## Quoted passage
========================
Reminds me of the Czech Wolf Dogs. I remember I myself was pretty keen at one stage at getting a couple of those beauties but sensibly settled for huskies - now I have a pit bull lol and may I add she's been the best out of the lot! That includes temperament, behaviour, ease of care & by far the most loving


----------



## Tirilia (Jan 23, 2010)

Wow what a beautiful animal, best of luck getting one!


----------



## Mr.James (Jan 23, 2010)

Just get a German Shepherd, I highly recommend them for any real pooch lover. We have two!


----------



## Lovemydragons (Jan 25, 2010)

All dogs were cross breeds at some stage. These dogs are as much a pure breed now as the labrador is.


----------



## Scragly (Jan 25, 2010)

Blufawn (Listing id 75)

not sure if you can still contact them but you might want to check it out cause they were listed as a breeder.


----------



## Wildcall (Jan 25, 2010)

Lonewolf said:


> I wonder if it affects their breeding..
> 
> I hope there is still a breeder in Aus. I'd love to get one! If not, i'll just have to import. Does anyone know how much it costs to import dogs?
========================
## Information shown
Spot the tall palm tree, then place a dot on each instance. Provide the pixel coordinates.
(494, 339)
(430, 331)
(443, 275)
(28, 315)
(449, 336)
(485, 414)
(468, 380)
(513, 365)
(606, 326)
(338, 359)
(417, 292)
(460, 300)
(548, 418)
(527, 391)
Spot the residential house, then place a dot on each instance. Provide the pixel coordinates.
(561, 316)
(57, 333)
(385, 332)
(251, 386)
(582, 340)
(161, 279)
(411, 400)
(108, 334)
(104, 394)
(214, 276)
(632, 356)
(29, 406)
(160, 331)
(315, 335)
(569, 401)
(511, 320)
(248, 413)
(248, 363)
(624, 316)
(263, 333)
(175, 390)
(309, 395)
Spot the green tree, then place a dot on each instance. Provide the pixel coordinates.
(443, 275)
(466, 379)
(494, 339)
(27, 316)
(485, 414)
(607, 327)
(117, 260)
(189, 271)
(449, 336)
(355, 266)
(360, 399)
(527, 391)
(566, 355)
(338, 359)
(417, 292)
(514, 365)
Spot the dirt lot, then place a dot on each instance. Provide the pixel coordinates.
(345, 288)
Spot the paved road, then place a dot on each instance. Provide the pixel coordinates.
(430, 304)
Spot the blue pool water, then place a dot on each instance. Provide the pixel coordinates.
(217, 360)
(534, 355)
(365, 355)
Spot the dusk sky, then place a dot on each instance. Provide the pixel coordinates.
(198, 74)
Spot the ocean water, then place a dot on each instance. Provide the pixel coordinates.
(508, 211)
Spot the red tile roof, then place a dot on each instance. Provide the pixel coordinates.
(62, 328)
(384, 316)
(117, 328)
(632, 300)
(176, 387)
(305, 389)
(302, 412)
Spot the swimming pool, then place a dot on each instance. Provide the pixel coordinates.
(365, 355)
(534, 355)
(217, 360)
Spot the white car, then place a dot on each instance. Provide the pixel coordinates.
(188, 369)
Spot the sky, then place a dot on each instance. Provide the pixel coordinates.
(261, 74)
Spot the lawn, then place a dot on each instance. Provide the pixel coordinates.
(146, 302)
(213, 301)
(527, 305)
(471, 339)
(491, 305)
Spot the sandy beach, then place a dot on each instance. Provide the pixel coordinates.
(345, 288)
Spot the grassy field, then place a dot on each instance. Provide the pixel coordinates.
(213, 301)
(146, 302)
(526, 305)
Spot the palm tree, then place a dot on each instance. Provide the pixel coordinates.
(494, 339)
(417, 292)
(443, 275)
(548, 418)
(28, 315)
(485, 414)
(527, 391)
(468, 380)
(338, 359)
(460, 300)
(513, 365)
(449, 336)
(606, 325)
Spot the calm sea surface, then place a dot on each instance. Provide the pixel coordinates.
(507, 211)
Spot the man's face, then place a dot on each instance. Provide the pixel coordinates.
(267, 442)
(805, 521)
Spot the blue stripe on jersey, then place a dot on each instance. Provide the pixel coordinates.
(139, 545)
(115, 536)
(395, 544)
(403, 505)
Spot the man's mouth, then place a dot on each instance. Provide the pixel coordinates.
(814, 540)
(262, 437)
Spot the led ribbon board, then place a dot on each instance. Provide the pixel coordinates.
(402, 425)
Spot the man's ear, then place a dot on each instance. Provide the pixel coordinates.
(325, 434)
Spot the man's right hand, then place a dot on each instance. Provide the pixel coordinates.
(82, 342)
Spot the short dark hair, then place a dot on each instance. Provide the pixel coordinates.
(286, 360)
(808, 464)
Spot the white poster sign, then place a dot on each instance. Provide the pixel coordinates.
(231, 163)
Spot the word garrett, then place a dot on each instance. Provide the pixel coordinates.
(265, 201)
========================
## Stated goal A
Answer these questions about the forum thread:
(i) Which breed does Mr.James recommend?
(ii) What kind of dog does the writer of the opening post have now?
(iii) What listing id is given for Blufawn?
## Stated goal B
Identify every line of the records that contains the word "tree", and copy each one. Case counts.

## Worked answer A
(i) German Shepherd
(ii) A pit bull
(iii) 75

## Worked answer B
Spot the tall palm tree, then place a dot on each instance. Provide the pixel coordinates.
Spot the green tree, then place a dot on each instance. Provide the pixel coordinates.
Spot the palm tree, then place a dot on each instance. Provide the pixel coordinates.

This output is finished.